Position identification records

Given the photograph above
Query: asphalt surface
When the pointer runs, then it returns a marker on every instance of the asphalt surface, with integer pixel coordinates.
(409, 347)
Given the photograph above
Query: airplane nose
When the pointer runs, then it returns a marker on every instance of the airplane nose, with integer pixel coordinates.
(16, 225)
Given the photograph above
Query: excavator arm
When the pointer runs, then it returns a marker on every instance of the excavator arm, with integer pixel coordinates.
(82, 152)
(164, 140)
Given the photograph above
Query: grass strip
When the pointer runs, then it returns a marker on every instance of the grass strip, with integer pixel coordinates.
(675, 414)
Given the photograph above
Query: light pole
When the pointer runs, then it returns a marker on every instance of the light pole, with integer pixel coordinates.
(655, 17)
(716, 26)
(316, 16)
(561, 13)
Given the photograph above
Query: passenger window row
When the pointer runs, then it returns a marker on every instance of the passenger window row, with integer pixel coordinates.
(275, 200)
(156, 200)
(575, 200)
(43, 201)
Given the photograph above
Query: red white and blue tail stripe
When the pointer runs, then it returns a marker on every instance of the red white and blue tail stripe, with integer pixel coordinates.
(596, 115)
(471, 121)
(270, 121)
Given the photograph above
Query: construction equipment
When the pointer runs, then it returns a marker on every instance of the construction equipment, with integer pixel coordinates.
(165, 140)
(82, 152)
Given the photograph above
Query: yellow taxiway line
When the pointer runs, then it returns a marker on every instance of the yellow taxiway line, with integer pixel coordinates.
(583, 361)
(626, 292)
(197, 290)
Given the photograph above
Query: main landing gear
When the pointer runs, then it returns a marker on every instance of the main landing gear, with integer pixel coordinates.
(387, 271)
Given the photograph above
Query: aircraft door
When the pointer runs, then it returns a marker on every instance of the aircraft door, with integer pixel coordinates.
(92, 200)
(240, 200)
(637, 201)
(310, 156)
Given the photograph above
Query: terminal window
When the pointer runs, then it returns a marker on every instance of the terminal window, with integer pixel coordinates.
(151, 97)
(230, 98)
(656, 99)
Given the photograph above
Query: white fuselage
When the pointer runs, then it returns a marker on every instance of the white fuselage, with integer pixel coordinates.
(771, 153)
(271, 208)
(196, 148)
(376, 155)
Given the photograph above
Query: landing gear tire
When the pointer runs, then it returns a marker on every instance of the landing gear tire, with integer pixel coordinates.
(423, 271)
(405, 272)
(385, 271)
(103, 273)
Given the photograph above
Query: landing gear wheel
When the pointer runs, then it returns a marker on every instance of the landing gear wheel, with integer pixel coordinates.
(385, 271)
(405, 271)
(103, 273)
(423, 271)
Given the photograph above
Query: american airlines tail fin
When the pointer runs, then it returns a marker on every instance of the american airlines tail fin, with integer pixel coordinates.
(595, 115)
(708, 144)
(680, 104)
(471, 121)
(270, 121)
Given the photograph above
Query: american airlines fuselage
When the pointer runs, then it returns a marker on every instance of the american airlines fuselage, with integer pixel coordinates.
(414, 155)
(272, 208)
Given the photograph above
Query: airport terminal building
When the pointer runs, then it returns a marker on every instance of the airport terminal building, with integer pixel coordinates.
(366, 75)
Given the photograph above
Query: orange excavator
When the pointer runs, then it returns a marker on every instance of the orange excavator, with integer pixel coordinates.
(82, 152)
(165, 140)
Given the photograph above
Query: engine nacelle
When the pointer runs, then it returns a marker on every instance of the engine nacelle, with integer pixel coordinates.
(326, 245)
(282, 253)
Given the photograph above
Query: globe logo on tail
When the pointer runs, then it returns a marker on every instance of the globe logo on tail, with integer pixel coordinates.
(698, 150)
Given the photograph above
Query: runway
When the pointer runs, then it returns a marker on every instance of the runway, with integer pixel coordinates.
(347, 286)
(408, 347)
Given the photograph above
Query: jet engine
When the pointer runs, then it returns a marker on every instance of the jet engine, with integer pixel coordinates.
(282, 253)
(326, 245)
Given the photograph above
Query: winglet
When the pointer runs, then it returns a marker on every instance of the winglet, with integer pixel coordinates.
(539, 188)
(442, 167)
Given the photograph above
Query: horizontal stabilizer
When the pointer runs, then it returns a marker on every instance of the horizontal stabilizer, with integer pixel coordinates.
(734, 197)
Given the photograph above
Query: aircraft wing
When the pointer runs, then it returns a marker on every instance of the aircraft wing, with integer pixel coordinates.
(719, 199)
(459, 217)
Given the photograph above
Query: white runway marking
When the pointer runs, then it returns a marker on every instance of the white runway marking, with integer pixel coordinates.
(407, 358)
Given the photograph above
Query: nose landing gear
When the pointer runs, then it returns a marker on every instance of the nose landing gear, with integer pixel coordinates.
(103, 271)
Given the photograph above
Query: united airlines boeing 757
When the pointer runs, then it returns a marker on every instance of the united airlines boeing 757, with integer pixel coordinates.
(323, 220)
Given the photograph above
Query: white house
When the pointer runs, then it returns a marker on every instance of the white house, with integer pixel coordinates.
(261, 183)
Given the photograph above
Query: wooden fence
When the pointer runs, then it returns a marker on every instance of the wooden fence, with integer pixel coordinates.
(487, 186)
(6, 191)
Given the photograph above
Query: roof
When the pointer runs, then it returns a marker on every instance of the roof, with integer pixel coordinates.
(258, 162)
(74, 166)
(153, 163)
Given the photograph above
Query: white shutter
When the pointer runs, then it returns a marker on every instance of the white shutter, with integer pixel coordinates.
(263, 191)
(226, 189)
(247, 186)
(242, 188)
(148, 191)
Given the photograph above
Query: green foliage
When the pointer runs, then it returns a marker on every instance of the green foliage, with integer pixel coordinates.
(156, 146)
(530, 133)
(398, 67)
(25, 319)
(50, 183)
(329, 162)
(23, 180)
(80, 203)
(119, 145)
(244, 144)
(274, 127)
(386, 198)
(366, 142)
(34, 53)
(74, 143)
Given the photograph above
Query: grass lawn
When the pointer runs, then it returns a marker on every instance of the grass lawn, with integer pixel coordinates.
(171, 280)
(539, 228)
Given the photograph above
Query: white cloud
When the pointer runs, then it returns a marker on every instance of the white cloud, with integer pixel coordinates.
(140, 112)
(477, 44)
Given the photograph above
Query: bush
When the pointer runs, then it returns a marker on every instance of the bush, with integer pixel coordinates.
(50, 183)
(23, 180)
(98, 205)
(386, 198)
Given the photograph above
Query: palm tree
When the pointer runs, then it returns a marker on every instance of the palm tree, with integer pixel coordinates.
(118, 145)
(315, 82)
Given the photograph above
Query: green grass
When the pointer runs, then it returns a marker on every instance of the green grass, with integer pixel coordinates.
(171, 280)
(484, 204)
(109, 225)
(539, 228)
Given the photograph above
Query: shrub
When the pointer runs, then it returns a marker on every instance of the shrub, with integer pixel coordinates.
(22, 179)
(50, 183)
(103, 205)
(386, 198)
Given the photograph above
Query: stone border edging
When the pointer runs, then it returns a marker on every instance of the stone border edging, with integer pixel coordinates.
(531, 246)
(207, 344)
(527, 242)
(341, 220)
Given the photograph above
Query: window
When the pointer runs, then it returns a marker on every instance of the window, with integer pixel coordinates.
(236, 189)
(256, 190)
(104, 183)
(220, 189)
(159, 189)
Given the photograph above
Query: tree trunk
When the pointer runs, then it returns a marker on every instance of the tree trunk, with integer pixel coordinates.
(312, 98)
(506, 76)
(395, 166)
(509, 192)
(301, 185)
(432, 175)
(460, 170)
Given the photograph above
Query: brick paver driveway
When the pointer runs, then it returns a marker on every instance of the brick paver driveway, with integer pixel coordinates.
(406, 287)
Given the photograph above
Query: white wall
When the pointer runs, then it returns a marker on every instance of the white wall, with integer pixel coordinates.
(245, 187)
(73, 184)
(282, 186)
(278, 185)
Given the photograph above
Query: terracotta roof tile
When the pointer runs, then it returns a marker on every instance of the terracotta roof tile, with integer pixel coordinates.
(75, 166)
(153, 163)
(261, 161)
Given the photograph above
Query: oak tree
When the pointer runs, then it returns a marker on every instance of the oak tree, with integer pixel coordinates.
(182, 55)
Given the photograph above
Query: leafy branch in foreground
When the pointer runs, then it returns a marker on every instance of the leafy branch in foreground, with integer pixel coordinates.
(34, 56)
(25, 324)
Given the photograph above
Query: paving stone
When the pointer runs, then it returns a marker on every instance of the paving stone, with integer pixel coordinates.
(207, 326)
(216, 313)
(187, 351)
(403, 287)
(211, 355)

#### Written task:
Identify every line of the rows that contains the word "shrub", and copy each such line in full. Treat case as significant.

#### Complete answer:
Query: shrub
When the pointer runs, then it returns a marker on every instance of the shrub, with integer pixel coordinates.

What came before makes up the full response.